● **Texto proporcionado**
El 31 de agosto de
2016, tras un año de proferir casi a diario ofensas y amenazas a México,
Donald Trump aterrizó en esta capital y fue recibido en Los Pinos con
honores de jefe de Estado por un aterrorizado Peña Nieto. Lo importante
no fue lo que dijo el huésped ni lo que balbuceó el anfitrión, sino la
escena de un mandatario doblegado y humillado por un candidato
presidencial extranjero. Tras el fulminante encuentro, Trump partió con
sus aires de matón rumbo a Phoenix, Arizona, donde remató el día con un
mitin en el que siguió burlándose de México:
pagará el muro, pero aún no lo sabe, expresó a su regocijada audiencia, a la que simbólicamente exhibió como trofeo la copeteada cabellera del presidente mexicano.
En estricto sentido, aquel desastre fue, en el ámbito diplomático, el
paroxismo de tres décadas de rendición paulatina de la soberanía
nacional al país vecino, un proceso de sometimiento económico, político y
geoestratégico a Washington que empezó con Salinas y que prosiguió en
los sexenios siguientes con Zedillo, Fox y Calderón. Pero si se analiza
bien, no fue tan dañino para México ni tan irreparable como la
determinación salinista de uncir la economía nacional a la
estadunidense, o como la nefasta firma de la Iniciativa Mérida en el
espuriato de Calderón.

● **Extracto de datos**
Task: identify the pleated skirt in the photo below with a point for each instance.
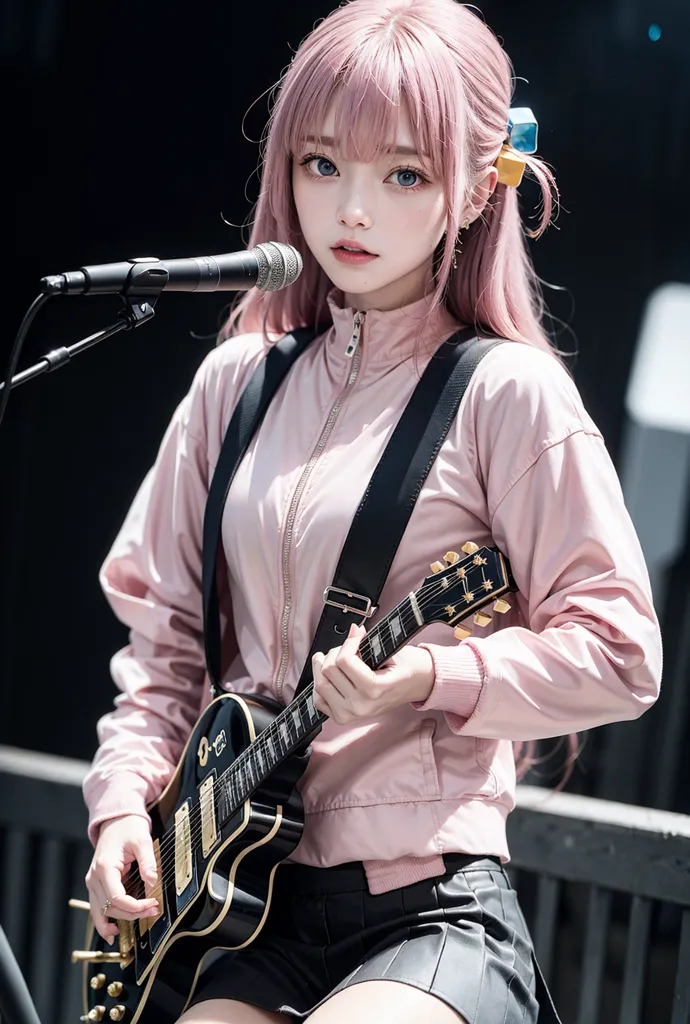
(461, 937)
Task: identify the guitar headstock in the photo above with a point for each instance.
(463, 584)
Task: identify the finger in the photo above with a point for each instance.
(352, 640)
(122, 904)
(343, 685)
(143, 851)
(105, 929)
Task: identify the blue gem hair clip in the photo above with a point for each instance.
(522, 130)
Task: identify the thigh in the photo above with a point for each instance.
(384, 1003)
(229, 1012)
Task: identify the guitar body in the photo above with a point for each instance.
(231, 812)
(213, 894)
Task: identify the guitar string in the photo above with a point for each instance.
(167, 845)
(166, 850)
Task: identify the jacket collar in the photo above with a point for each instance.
(388, 337)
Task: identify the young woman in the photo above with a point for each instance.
(386, 166)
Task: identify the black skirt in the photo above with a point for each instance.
(460, 936)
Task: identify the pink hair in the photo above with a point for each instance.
(370, 58)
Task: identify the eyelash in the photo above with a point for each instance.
(406, 188)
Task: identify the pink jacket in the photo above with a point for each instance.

● **Problema planteado 1**
Transcribe sin cambios el fragmento del texto sobre la visita de Trump a México que comienza en "El 31 de agosto" y termina en "del presidente mexicano.".
● **Problema planteado 2**
Responde según el texto sobre la visita de Trump a México:
(a) ¿En qué fecha aterrizó Trump en la capital?
(b) ¿Hacia qué ciudad partió Trump tras el encuentro en Los Pinos?
(c) ¿Con qué mandatario empezó el proceso de sometimiento a Washington?
Los datos no tienen ninguna función aquí.

● **Respuesta correcta 1**
El 31 de agosto de
2016, tras un año de proferir casi a diario ofensas y amenazas a México,
Donald Trump aterrizó en esta capital y fue recibido en Los Pinos con
honores de jefe de Estado por un aterrorizado Peña Nieto. Lo importante
no fue lo que dijo el huésped ni lo que balbuceó el anfitrión, sino la
escena de un mandatario doblegado y humillado por un candidato
presidencial extranjero. Tras el fulminante encuentro, Trump partió con
sus aires de matón rumbo a Phoenix, Arizona, donde remató el día con un
mitin en el que siguió burlándose de México:
pagará el muro, pero aún no lo sabe, expresó a su regocijada audiencia, a la que simbólicamente exhibió como trofeo la copeteada cabellera del presidente mexicano.

● **Respuesta correcta 2**
(a) El 31 de agosto de 2016.
(b) Phoenix, Arizona.
(c) Con Salinas.